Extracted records
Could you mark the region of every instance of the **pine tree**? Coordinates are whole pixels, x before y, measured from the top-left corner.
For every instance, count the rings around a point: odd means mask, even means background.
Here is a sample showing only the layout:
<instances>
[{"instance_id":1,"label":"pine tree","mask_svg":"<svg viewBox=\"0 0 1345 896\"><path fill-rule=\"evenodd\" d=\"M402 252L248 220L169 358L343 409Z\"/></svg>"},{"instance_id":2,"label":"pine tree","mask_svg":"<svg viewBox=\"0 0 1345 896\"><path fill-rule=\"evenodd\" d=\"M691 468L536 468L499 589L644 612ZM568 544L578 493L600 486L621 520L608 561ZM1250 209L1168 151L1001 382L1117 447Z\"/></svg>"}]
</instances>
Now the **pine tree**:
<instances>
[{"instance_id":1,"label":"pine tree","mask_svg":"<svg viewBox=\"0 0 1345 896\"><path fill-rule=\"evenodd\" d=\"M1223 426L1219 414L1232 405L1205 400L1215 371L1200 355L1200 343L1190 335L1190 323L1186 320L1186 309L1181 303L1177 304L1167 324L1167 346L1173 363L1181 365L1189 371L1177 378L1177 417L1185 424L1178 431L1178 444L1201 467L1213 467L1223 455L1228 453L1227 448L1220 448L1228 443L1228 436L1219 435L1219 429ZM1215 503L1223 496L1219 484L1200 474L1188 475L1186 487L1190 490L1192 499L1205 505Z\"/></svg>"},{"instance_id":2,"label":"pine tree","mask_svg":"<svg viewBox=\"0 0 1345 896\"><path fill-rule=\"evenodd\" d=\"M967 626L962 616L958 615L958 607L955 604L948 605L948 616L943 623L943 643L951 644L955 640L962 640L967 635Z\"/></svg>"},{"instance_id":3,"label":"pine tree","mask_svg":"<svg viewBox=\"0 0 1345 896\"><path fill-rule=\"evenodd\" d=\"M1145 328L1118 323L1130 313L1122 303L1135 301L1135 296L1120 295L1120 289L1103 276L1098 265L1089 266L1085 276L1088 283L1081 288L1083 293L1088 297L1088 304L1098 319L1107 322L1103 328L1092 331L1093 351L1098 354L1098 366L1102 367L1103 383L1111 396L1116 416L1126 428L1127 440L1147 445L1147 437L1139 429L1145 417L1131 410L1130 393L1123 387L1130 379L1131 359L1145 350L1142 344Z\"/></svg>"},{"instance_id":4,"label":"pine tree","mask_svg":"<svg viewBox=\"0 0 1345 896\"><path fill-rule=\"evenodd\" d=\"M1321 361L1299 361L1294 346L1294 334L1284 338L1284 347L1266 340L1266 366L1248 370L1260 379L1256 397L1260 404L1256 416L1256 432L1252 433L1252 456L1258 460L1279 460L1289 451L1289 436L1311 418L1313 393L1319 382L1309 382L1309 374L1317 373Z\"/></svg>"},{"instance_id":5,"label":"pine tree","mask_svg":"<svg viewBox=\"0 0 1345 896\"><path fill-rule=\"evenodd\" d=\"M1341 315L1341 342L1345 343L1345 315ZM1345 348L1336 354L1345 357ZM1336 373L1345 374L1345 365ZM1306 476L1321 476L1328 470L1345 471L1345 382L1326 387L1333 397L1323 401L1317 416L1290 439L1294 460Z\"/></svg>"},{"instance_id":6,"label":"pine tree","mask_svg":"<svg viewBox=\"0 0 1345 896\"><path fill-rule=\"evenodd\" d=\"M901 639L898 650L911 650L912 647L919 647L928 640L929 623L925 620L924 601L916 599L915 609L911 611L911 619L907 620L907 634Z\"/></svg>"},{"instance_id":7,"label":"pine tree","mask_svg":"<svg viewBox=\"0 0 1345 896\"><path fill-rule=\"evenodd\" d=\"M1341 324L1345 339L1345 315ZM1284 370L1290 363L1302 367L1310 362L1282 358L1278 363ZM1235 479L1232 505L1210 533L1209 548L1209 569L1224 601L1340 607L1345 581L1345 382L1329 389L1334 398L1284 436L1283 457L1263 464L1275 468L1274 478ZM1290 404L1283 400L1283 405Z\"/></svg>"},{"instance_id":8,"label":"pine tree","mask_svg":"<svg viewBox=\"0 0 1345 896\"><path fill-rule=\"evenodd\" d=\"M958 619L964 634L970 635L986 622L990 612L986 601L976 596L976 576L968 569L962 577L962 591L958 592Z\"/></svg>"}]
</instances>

■ **PROBLEM DETAILS**
Extract all of the data shown above and repeat it verbatim.

■ **TASK ANSWER**
Could you mark the region of every instance of the **pine tree**? Coordinates are whole pixels, x before y, measured from the top-left corner.
For every instance, count the rings around a point: odd means mask, even means background.
Here is a sample showing only the layout:
<instances>
[{"instance_id":1,"label":"pine tree","mask_svg":"<svg viewBox=\"0 0 1345 896\"><path fill-rule=\"evenodd\" d=\"M402 252L248 220L169 358L343 409Z\"/></svg>"},{"instance_id":2,"label":"pine tree","mask_svg":"<svg viewBox=\"0 0 1345 896\"><path fill-rule=\"evenodd\" d=\"M691 468L536 468L499 589L644 612ZM568 544L578 493L600 486L621 520L608 561ZM1250 209L1168 151L1001 382L1117 447Z\"/></svg>"}]
</instances>
Now the **pine tree**:
<instances>
[{"instance_id":1,"label":"pine tree","mask_svg":"<svg viewBox=\"0 0 1345 896\"><path fill-rule=\"evenodd\" d=\"M1223 426L1219 414L1232 405L1205 400L1215 371L1200 355L1200 343L1190 335L1190 323L1186 320L1186 309L1181 303L1177 304L1167 324L1167 346L1173 363L1181 365L1189 371L1177 378L1177 417L1185 424L1178 431L1178 444L1201 467L1213 467L1223 455L1228 453L1227 448L1220 448L1228 443L1228 436L1219 435L1219 429ZM1215 503L1223 496L1219 484L1200 474L1188 475L1186 487L1190 490L1192 499L1205 505Z\"/></svg>"},{"instance_id":2,"label":"pine tree","mask_svg":"<svg viewBox=\"0 0 1345 896\"><path fill-rule=\"evenodd\" d=\"M967 626L962 616L958 615L958 607L955 604L948 605L948 616L943 623L943 643L951 644L955 640L962 640L967 635Z\"/></svg>"},{"instance_id":3,"label":"pine tree","mask_svg":"<svg viewBox=\"0 0 1345 896\"><path fill-rule=\"evenodd\" d=\"M1145 328L1118 323L1130 313L1122 303L1135 301L1135 296L1120 295L1120 289L1103 276L1098 265L1089 266L1085 276L1088 283L1081 288L1083 293L1088 297L1088 304L1098 319L1107 322L1103 328L1092 331L1093 351L1098 354L1098 366L1102 367L1103 383L1111 396L1116 416L1126 428L1127 440L1147 445L1147 437L1139 429L1145 417L1131 410L1130 393L1123 387L1130 379L1131 359L1145 350L1142 344Z\"/></svg>"},{"instance_id":4,"label":"pine tree","mask_svg":"<svg viewBox=\"0 0 1345 896\"><path fill-rule=\"evenodd\" d=\"M1321 361L1299 361L1294 346L1294 334L1284 338L1284 347L1266 340L1266 366L1248 370L1260 379L1256 397L1260 404L1256 416L1256 432L1252 433L1252 456L1258 460L1279 460L1289 451L1289 436L1311 418L1313 393L1319 382L1309 382L1309 374L1317 373Z\"/></svg>"},{"instance_id":5,"label":"pine tree","mask_svg":"<svg viewBox=\"0 0 1345 896\"><path fill-rule=\"evenodd\" d=\"M1341 315L1341 342L1345 343L1345 315ZM1345 348L1336 354L1345 357ZM1336 373L1345 374L1345 365ZM1306 476L1321 476L1328 470L1345 471L1345 382L1326 387L1333 397L1323 401L1317 416L1290 439L1294 460Z\"/></svg>"},{"instance_id":6,"label":"pine tree","mask_svg":"<svg viewBox=\"0 0 1345 896\"><path fill-rule=\"evenodd\" d=\"M901 639L898 650L911 650L912 647L919 647L928 640L929 623L925 620L924 601L916 599L915 609L911 611L911 619L907 620L907 634Z\"/></svg>"},{"instance_id":7,"label":"pine tree","mask_svg":"<svg viewBox=\"0 0 1345 896\"><path fill-rule=\"evenodd\" d=\"M1341 324L1345 339L1345 315ZM1284 370L1290 363L1302 367L1310 362L1282 358L1278 363ZM1235 479L1232 505L1210 533L1209 548L1209 569L1224 601L1340 607L1345 581L1345 382L1329 389L1334 398L1284 436L1283 457L1263 464L1275 468L1274 478ZM1290 404L1283 400L1283 405Z\"/></svg>"},{"instance_id":8,"label":"pine tree","mask_svg":"<svg viewBox=\"0 0 1345 896\"><path fill-rule=\"evenodd\" d=\"M958 619L964 634L970 635L986 622L990 612L986 601L976 596L976 576L968 569L962 577L962 591L958 592Z\"/></svg>"}]
</instances>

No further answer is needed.